Hardware and software requirements

• A personal computer (PC) with at least 2 GB of RAM

• 64-bit version of Microsoft Windows 7 or a newer operating system

• More than 740 pixels in the vertical direction of the computer display resolution.

• .NET framework 4.5 or a higher version. Available at: https://www.microsoft.com/en-us/download/details.aspx?id=30653

• PTMiner 1.2.6 or higher. Free download at http://fugroup.amss.ac.cn/software/PTMiner/PTMiner.html

Installation of PTMiner

No installation process is needed. Download PTMiner.zip and extract it to an appropriate directory. Then, double click PTMiner.exe to start PTMiner.

PROTOCOL

About the construction of this protocol

Since PTMiner performs differently on open-search results and closed-search results, we will describe the two procedures separately.

Procedures for open search

Step 1: Start the PTMiner software

Double click PTMiner.exe and start the PTMiner software.

[Note] A “Windows protected your PC” dialog may pop up when opening PTMiner for the first time because Microsoft Defender SmartScreen cannot recognize the publisher of the program. Just click “More info” and choose “Run anyway” to open the main interface of PTMiner.

Step 2: Set parameters in the “Search Parameters” tab

Set the same parameters as used by the search engine in the “Search Parameters” tab (Fig. 2).

Setting the search parameters (open search)

Step 2.1: Select “Search Result Format” according to your search engine. PTMiner supports the result format of pFind 3, pFind 2.8, MSFragger, Comet, Sequest and PTMiner’s own format.

[Note] The search results of MS-GF+ or MaxQuant can be converted to PTMiner format using the tool PSMConvert.exe provided in the PTMiner directory. For MS-GF+ in particular, before converting to PTMiner format, the identification result file (.mzid) should be converted to a tab-separated file (.tsv) with tools described in the MS-GF+ usage information. When converting a .tsv file to PTMiner format using PSMConvert.exe, the specified modification file should follow the format of MSGFPlus_Mods1.txt provided in the MS-GF+ package.

Step 2.2: Select “Open Search”.

[Note] Open search is also called mass-tolerance search, in which a large precursor tolerance widow, e.g., 500 Da, is used. For pFind 3 in particular, Open Search contains two modes, i.e. “Open search (Open-pFind)” and “Open Search (large tolerance)”. The former was designed for Open-pFind (Chi et al. 2018), in which the “open search” checkbox of pFind 3 is checked and a small, normal tolerance is used. PTMiner performs similarly to the closed search mode (refer to section 3.3) when “Open search (Open-pFind)” is selected. The latter was designed for mass-tolerant search of pFind 3, which means that the “open search” checkbox of pFind 3 is not checked and a large precursor mass tolerance, e.g., 500 Da, is used. This is the open search mentioned in this section.

* _What you have to do_: Rewrite the PTMiner protocol from "Since PTMiner performs" to "interface of PTMiner.", changing "PTMiner software" to "PTMiner application".

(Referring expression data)

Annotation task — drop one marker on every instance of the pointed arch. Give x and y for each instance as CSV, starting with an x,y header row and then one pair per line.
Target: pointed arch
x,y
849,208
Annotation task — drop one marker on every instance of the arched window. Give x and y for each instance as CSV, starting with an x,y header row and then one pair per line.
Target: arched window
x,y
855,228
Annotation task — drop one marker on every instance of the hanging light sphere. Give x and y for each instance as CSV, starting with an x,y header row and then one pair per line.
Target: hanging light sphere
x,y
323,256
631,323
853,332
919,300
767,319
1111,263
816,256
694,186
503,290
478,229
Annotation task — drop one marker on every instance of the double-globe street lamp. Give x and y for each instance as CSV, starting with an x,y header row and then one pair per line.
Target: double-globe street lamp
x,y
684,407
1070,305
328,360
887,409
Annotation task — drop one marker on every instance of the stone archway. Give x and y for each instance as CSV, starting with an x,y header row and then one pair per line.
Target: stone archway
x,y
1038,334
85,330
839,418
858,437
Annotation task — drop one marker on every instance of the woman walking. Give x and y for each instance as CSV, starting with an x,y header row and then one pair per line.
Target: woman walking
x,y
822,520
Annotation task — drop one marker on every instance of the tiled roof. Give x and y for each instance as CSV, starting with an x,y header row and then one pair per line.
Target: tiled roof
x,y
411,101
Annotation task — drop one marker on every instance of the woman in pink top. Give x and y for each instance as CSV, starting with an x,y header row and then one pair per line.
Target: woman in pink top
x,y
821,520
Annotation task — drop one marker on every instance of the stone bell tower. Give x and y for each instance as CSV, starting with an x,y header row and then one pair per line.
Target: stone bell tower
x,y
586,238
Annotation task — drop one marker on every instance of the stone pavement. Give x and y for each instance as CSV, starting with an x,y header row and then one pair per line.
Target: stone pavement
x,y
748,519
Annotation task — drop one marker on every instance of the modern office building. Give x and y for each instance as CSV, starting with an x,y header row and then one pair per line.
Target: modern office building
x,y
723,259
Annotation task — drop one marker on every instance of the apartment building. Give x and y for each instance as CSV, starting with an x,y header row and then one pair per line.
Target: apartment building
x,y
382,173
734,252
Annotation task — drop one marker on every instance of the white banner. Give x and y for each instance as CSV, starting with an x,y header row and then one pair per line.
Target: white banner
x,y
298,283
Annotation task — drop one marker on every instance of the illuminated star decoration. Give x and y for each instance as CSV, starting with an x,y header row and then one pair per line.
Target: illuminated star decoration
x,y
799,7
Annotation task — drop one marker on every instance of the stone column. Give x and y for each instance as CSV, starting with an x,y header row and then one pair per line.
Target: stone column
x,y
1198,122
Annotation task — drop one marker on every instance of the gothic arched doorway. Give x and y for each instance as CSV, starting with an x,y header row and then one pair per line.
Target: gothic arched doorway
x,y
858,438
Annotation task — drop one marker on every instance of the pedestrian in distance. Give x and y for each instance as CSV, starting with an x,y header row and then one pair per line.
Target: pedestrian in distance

* _Answer to this problem_:
Since PTMiner performs differently on open-search results and closed-search results, we will describe the two procedures separately.

Procedures for open search

Step 1: Start the PTMiner application

Double click PTMiner.exe and start the PTMiner application.

[Note] A “Windows protected your PC” dialog may pop up when opening PTMiner for the first time because Microsoft Defender SmartScreen cannot recognize the publisher of the program. Just click “More info” and choose “Run anyway” to open the main interface of PTMiner.